Task brief
Can you arrange all of the material below as a numbered list, skipping blank lines and leaving the pictures out?

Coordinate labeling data
_ _ _ _ _ _ _

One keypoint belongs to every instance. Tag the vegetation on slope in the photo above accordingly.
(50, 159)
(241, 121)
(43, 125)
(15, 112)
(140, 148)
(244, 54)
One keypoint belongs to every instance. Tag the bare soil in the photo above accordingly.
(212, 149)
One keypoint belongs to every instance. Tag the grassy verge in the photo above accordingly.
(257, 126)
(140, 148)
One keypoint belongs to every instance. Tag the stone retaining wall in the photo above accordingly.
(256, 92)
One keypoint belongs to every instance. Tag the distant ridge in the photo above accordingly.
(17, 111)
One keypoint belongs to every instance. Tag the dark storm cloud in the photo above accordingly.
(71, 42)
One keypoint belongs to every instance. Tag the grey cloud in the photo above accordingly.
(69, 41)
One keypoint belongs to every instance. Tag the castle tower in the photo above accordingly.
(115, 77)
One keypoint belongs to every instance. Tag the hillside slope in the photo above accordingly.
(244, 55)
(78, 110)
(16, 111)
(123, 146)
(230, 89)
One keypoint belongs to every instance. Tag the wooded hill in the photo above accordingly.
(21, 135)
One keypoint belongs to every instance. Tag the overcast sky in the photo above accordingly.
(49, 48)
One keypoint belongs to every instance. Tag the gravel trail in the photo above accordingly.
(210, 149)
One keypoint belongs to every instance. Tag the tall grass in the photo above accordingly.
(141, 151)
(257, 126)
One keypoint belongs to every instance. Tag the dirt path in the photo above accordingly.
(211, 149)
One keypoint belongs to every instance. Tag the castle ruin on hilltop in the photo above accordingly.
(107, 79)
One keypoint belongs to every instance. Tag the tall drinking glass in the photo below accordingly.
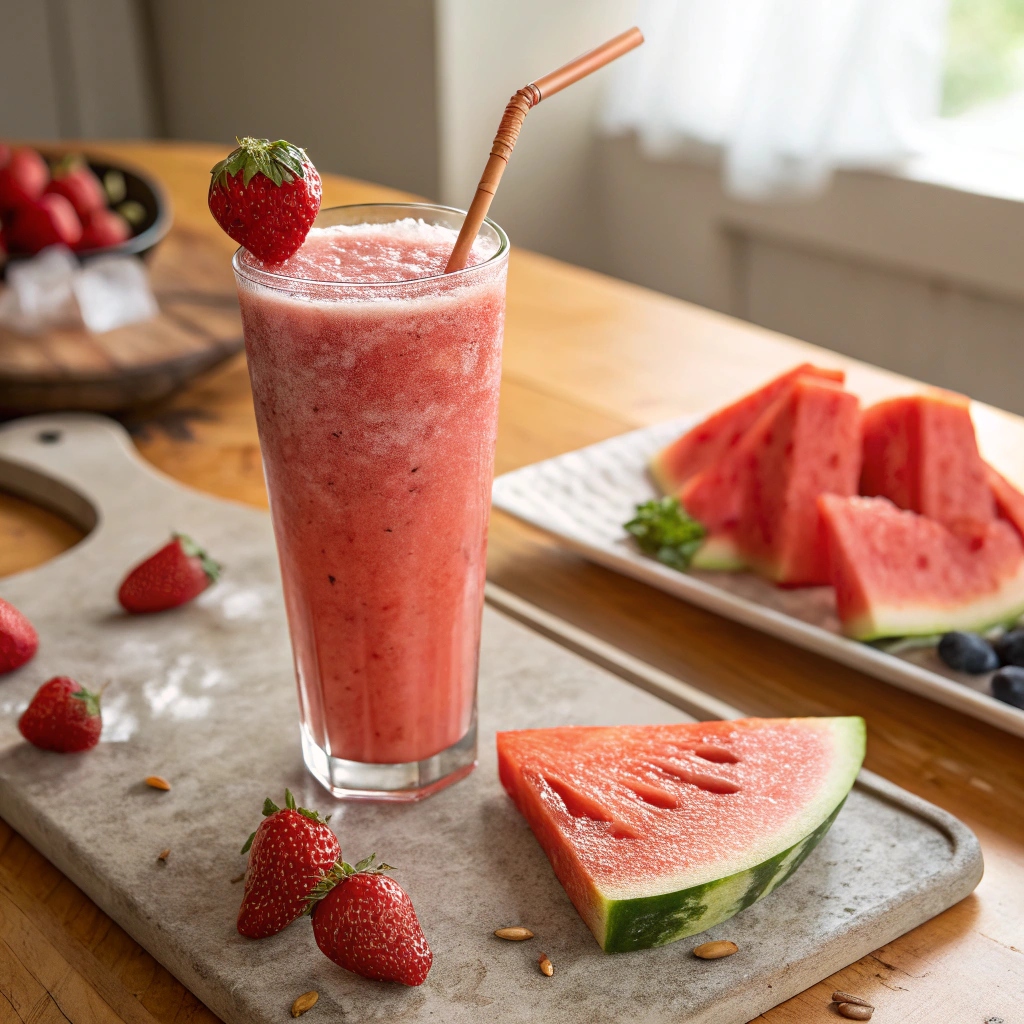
(375, 380)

_ _ _ _ _ _ _

Correct answer
1. One keypoint belongs to every instance. Tag the vegetation on slope in the photo above accordingly.
2. (50, 159)
3. (241, 121)
4. (43, 125)
5. (15, 112)
6. (140, 148)
7. (244, 54)
8. One keypoint belongs to every instance. Tag the bare soil in the photo above accordingly.
9. (212, 149)
10. One keypoint belongs to every instance. Tag the grassy verge in the photo above accordingly.
11. (257, 126)
12. (140, 148)
13. One keypoint belongs to every instance. Tag the stone retaining wall in the photo above accordingly.
14. (256, 92)
15. One keypoint belongs to every instance. Tag the distant ridge in the photo above accordingly.
16. (17, 111)
17. One keypoint belongs to every instance. Tag the dark storm cloud in the photo above accordingly.
18. (71, 42)
19. One keypoint belongs to every instance. Tag the grey cloud in the photo above accordingly.
20. (69, 41)
21. One keypoint belongs to every instance. Tag the castle tower in the photo above accordingly.
22. (115, 77)
23. One keypoint belongs to every instance. Tag the hillside slope in the photo above accordingly.
24. (244, 55)
25. (78, 110)
26. (16, 111)
27. (123, 146)
28. (230, 89)
29. One keypoint belongs to every instance. Tag the wooded hill in the photo above accordingly.
30. (21, 135)
31. One keypoint belongs to every instance. Tag the overcast sky in the photo above accordingly.
32. (49, 48)
33. One keypoint belongs to every instance. Tag the gravel trail in the photo above accordingly.
34. (210, 149)
35. One keypoint belongs to every instance. Tag the tall grass in the photo above accordingly.
36. (141, 151)
37. (257, 126)
38. One keypoint belongs to every instance. Tag the dirt path in the photo above accordingly.
39. (211, 149)
40. One keypoint belongs to every instance. Tag the castle ruin on hilltop in the photo above accordingly.
41. (107, 79)
42. One keypoint belongs to every instance. Tag the tall drinking glass in the photo below accordingly.
43. (375, 380)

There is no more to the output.